**ИСХОДНЫЙ ТЕКСТ**
------------------------------------------------

Эстетика эпохи «надлома империй». Самоидентификация versus манипулирование сознанием - Виктор Петрович Крутоус
Шрифт:
Интервал:
Закладка:
Сказанное не означает, что постмодернистский скептицизм не играет никакой позитивной роли. Приведём в подтверждение небольшую иллюстрацию из статьи известного французского постструктуралиста Р. Барта «Удовольствие от текста» (1973).
«Что доставляет мне удовольствие в повествовательном тексте, – пишет автор статьи, – так это не его содержание и даже не его структура, а скорее те складки, в которые я сминаю его красочную поверхность: я скольжу по тексту глазами, перескакиваю через отдельные места, отрываю глаза от книги, вновь в неё погружаюсь»[393]. С точки зрения общепринятой схемы художественной коммуникации, такое чтение – недопустимая вольность. Но цель Р. Барта в том и состоит, чтобы расшатать, поставить под сомнение стереотипную модель художественного восприятия. «…Неужели и вправду кто-нибудь когда-нибудь читал Пруста, Бальзака, «Войну и мир» подряд, слово за словом?»[394] – риторически вопрошает мэтр постструктурализма.
Одним из характерных признаков постмодернизма является перенос внимания с магистральных, стержневых культурных явлений на явления периферийные, «маргинальные» (пограничные). В дискуссиях американских философов искусства, близких по духу к постмодернистам, часто всплывает, например, мотив «коряги»: считать ли выловленный в реке изогнутый кусок дерева (предмет природы) объектом искусства, если он выставлен в качестве такового в музее? в доме нашедшего? и т. п. Наличие таких явлений (которые, действительно, трудно отнести то ли к искусству, то ли к неискусству) используется теоретиками современной посткультуры против тезиса о единстве и определённости искусства.
Дух сомнения, свойственный постмодернизму, является в принципе полезным противоядием против застоя мысли, против догматизма. Однако вопросы следует не только ставить, но и позитивно решать. Скептицизм – лишь момент движения к истине. Постмодернистский скептицизм нецелесообразно доводить до полного релятивизма, до крайностей.
Традиционная эстетика сближает произведение искусства с предметами природы – как обладателей общих эстетических качеств. Теоретики же постмодернизма и посткультуры отрицают эстетическую природу искусства, заменяя близость произведения искусства к природе его принадлежностью к культуре. Произведение искусства, подчёркивают они, встроено в Мир искусства. (По сути, это другое наименование художественной культуры, которая включает в себя, кроме основных элементов искусства, также систему оценки, хранения, трансляции художественных ценностей, образовательные и воспитательные учреждения соответствующего профиля и т. п.). Мир искусства динамичен, он зависит от меняющихся социально-исторических факторов. Но он лишён, считают сторонники данной концепции, эстетической специфики. Согласно взглядам теоретиков нонклассики, Мир искусства первичен по отношению к отдельному произведению. Произведение приобретает статус «художественного» от включения его в Мир искусства, однако не на основе эстетической природы, а просто в силу санкционирования некоторой группой. Такая инверсия (т. е. не восхождение от произведения искусства к Миру искусства, а наоборот, нисхождение от Мира искусства к отдельному художественному явлению) оформилась в американской философии искусства второй половины XX века в виде «институциональных концепций искусства», основанных на «конвенции» (соглашении) участников коммуникации[395].

------------------------------------------------

**ЗАПИСАННЫЕ ДАННЫЕ**
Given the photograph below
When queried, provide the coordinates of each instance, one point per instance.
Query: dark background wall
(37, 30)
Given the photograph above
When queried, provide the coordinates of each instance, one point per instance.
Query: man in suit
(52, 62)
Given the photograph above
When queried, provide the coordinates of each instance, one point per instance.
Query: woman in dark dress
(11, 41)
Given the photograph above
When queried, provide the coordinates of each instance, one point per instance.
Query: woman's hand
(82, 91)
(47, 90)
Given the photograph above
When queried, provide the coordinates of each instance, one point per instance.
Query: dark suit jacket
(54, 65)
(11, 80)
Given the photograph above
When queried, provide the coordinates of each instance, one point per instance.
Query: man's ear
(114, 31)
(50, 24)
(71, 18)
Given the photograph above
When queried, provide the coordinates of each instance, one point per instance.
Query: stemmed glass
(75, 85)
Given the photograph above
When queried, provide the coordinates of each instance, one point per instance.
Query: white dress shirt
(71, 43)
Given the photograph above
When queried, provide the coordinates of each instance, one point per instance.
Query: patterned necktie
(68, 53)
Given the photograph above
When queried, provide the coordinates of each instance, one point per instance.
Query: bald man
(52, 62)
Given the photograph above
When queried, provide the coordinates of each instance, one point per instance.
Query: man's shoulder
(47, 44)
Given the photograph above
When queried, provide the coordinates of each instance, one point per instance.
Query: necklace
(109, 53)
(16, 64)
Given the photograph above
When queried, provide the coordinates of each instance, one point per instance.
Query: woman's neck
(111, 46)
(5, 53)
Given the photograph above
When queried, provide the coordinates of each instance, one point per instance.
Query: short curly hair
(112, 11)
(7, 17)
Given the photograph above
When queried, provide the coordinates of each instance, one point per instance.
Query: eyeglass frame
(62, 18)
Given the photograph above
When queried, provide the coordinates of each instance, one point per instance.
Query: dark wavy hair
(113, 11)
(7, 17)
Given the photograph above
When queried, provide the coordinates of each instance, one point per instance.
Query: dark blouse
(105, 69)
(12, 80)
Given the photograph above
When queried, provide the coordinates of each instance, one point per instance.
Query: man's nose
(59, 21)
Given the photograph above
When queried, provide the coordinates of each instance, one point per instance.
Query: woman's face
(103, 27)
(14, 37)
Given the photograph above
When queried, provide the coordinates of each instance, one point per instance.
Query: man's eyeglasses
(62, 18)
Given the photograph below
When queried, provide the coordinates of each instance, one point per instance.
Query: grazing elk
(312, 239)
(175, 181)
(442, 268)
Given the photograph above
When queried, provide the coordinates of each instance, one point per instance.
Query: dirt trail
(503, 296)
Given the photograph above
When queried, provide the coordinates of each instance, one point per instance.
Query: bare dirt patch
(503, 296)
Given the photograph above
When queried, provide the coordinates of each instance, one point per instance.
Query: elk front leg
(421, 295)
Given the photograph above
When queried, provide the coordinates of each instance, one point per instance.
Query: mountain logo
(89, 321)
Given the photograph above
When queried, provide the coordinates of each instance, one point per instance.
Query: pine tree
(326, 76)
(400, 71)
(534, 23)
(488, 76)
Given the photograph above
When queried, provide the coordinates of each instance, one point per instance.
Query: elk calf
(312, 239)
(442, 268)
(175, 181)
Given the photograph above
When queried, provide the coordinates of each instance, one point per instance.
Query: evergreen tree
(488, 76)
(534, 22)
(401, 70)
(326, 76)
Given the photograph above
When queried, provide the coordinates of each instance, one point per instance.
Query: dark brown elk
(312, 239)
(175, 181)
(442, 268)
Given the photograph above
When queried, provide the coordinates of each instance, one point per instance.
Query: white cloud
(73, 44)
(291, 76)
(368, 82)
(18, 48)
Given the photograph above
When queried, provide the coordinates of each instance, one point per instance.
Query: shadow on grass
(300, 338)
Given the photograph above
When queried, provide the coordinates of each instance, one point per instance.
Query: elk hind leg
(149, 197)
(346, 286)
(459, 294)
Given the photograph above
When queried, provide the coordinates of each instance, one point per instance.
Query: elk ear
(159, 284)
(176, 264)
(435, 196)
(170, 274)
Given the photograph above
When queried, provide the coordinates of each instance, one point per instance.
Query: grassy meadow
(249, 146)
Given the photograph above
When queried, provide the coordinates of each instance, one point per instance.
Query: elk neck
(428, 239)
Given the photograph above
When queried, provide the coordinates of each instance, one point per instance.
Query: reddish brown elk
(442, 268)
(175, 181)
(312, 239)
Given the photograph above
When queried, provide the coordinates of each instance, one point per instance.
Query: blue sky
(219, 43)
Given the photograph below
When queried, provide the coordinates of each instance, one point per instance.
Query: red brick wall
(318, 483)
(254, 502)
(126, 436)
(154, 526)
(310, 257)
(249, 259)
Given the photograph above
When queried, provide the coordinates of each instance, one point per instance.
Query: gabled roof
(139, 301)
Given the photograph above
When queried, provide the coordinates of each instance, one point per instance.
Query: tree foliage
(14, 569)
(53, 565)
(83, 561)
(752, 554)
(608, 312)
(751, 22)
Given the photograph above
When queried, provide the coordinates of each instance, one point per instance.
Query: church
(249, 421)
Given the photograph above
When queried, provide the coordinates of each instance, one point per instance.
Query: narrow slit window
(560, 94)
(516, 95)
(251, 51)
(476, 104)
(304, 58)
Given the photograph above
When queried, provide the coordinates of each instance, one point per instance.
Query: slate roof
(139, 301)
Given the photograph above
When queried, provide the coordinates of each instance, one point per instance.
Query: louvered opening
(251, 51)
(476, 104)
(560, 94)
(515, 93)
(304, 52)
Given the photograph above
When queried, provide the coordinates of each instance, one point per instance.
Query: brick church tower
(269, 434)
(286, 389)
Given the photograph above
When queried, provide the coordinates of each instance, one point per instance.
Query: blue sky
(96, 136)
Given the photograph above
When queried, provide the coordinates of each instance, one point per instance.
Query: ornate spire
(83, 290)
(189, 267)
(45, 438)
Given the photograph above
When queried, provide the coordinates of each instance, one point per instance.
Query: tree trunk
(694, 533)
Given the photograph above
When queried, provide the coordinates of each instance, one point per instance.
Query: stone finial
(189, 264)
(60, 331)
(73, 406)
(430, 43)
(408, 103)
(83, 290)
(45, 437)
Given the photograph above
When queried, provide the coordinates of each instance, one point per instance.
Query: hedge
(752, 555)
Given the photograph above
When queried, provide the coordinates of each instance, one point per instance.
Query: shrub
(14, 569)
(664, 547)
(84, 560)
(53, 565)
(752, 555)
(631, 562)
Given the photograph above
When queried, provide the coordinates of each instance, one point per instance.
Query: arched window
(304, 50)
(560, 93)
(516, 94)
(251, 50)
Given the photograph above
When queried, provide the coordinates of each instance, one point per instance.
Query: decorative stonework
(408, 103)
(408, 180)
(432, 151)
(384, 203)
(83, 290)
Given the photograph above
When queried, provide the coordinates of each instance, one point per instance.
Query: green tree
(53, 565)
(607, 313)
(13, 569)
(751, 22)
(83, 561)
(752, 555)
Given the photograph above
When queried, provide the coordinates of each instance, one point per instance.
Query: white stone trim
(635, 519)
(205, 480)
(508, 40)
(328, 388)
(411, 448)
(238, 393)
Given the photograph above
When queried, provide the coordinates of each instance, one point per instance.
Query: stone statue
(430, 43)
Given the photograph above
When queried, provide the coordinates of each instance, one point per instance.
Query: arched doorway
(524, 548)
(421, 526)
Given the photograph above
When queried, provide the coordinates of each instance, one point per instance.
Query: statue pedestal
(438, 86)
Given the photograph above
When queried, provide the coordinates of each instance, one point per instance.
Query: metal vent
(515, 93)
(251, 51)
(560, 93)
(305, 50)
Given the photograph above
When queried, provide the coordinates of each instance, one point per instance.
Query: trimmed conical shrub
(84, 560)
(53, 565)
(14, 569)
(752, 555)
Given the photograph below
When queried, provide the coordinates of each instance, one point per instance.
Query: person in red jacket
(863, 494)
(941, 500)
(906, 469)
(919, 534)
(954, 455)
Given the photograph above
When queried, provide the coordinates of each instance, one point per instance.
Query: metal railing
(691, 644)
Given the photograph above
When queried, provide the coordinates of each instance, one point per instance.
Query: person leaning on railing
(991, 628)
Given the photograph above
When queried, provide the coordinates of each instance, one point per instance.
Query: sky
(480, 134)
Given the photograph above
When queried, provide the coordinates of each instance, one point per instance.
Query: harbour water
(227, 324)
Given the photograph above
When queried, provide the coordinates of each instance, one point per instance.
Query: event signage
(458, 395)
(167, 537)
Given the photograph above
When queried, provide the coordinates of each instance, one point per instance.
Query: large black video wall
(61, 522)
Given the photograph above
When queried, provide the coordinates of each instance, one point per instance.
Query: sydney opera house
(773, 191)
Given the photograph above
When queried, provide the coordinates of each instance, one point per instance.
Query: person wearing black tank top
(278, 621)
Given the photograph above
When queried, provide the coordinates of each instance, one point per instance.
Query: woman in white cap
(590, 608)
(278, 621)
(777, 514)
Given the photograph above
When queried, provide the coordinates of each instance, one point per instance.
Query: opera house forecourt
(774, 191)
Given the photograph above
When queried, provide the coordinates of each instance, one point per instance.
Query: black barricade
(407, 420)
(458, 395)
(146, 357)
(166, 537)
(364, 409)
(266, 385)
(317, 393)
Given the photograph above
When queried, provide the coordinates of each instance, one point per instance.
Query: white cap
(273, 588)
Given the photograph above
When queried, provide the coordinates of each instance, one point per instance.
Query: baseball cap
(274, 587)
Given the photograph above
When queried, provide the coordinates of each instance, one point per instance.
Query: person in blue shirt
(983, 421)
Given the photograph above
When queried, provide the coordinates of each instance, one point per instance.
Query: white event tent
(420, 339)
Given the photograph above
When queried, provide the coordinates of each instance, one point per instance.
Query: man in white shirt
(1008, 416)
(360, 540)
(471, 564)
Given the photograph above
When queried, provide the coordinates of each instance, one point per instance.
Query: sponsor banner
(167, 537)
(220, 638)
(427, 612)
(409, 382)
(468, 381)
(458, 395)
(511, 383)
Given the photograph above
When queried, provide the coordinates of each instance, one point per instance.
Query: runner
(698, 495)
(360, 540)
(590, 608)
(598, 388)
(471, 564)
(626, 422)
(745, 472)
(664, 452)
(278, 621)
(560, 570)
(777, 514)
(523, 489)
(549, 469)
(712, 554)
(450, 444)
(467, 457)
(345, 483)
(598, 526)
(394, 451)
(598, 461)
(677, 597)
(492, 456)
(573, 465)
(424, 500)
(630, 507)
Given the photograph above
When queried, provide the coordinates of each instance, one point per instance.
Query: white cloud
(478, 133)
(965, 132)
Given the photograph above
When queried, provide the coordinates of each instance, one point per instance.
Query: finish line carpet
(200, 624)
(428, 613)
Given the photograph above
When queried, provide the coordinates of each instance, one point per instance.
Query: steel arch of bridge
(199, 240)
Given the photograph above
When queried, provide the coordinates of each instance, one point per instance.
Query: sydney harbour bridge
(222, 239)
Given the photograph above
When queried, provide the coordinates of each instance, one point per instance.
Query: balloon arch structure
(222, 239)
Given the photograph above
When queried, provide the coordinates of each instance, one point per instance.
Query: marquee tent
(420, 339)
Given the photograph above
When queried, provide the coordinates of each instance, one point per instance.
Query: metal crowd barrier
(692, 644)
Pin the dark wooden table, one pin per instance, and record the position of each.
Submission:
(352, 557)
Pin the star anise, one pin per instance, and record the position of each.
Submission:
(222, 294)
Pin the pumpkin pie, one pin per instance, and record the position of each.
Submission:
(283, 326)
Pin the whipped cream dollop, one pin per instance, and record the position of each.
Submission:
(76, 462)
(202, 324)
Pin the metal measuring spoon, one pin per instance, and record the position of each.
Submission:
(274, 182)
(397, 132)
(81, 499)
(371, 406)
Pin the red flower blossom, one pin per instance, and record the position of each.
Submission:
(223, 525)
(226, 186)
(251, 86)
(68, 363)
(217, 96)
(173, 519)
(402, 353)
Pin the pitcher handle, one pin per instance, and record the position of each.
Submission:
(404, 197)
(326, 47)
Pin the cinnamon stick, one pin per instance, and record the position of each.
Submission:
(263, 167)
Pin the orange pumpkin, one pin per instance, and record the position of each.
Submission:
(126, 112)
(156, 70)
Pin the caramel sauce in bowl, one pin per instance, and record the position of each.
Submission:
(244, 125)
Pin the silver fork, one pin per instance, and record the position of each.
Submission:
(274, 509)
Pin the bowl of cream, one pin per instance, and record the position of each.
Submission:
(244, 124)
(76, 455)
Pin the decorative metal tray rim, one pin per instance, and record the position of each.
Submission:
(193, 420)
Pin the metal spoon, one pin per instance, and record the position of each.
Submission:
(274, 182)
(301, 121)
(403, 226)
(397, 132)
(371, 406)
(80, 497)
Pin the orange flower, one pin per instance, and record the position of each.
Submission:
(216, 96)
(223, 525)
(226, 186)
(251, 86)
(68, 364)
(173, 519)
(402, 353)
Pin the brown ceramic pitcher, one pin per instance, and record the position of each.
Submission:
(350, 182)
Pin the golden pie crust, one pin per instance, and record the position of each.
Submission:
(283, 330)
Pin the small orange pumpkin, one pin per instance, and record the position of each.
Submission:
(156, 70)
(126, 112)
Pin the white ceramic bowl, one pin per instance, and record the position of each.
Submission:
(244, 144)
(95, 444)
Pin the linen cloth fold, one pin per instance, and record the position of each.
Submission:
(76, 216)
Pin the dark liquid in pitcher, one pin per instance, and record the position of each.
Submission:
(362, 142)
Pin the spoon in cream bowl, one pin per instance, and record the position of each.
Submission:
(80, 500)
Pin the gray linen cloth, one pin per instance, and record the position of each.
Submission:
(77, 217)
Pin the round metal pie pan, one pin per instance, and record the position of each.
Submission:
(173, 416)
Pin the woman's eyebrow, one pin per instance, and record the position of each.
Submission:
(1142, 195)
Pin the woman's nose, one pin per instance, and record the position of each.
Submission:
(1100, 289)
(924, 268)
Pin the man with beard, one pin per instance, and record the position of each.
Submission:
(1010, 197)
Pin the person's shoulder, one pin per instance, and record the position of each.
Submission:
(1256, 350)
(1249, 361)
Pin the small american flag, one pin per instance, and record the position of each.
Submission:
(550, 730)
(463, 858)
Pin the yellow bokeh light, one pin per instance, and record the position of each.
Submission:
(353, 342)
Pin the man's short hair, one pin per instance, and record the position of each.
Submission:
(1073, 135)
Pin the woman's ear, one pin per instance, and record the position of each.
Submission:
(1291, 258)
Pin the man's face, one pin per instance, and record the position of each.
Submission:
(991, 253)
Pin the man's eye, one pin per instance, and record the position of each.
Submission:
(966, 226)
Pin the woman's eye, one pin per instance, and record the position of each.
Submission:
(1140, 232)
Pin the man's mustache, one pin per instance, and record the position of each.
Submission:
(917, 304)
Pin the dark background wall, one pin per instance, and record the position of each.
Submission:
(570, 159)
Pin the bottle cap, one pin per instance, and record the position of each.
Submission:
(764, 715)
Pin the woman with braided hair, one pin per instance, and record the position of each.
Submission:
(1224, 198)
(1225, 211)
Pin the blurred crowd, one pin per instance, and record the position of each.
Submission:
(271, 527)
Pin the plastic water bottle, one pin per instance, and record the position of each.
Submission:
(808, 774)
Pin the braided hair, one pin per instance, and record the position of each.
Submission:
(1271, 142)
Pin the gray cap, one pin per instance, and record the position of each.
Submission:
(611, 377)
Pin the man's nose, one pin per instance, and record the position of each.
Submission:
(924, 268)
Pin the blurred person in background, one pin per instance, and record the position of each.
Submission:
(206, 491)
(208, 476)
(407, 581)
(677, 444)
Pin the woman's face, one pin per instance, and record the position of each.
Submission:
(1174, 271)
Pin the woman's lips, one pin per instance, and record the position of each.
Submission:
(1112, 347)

------------------------------------------------

**ПИСЬМЕННОЕ ЗАДАНИЕ 1**
Верните дословно фрагмент исходного текста об эстетике постмодернизма: начните с места, где есть слова «Дух сомнения, свойственный», и остановитесь после слов «релятивизма, до крайностей.».
**ПИСЬМЕННОЕ ЗАДАНИЕ 2**
Согласуются ли с исходным текстом об эстетике постмодернизма утверждения ниже? Для каждого ответьте «да» или «нет» и дословно приведите решающие слова текста.
(a) Р. Барт назван в тексте французским постструктуралистом.
(b) Автор считает, что постмодернистский скептицизм нужно доводить до полного релятивизма.
(c) Теоретики постмодернизма сближают произведение искусства с предметами природы.

**ПОЛНЫЙ ОТВЕТ 1**
Дух сомнения, свойственный постмодернизму, является в принципе полезным противоядием против застоя мысли, против догматизма. Однако вопросы следует не только ставить, но и позитивно решать. Скептицизм – лишь момент движения к истине. Постмодернистский скептицизм нецелесообразно доводить до полного релятивизма, до крайностей.

**ПОЛНЫЙ ОТВЕТ 2**
(a) Да: «известного французского постструктуралиста Р. Барта».
(b) Нет: «Постмодернистский скептицизм нецелесообразно доводить до полного релятивизма, до крайностей».
(c) Нет: «Теоретики же постмодернизма и посткультуры отрицают эстетическую природу искусства, заменяя близость произведения искусства к природе его принадлежностью к культуре».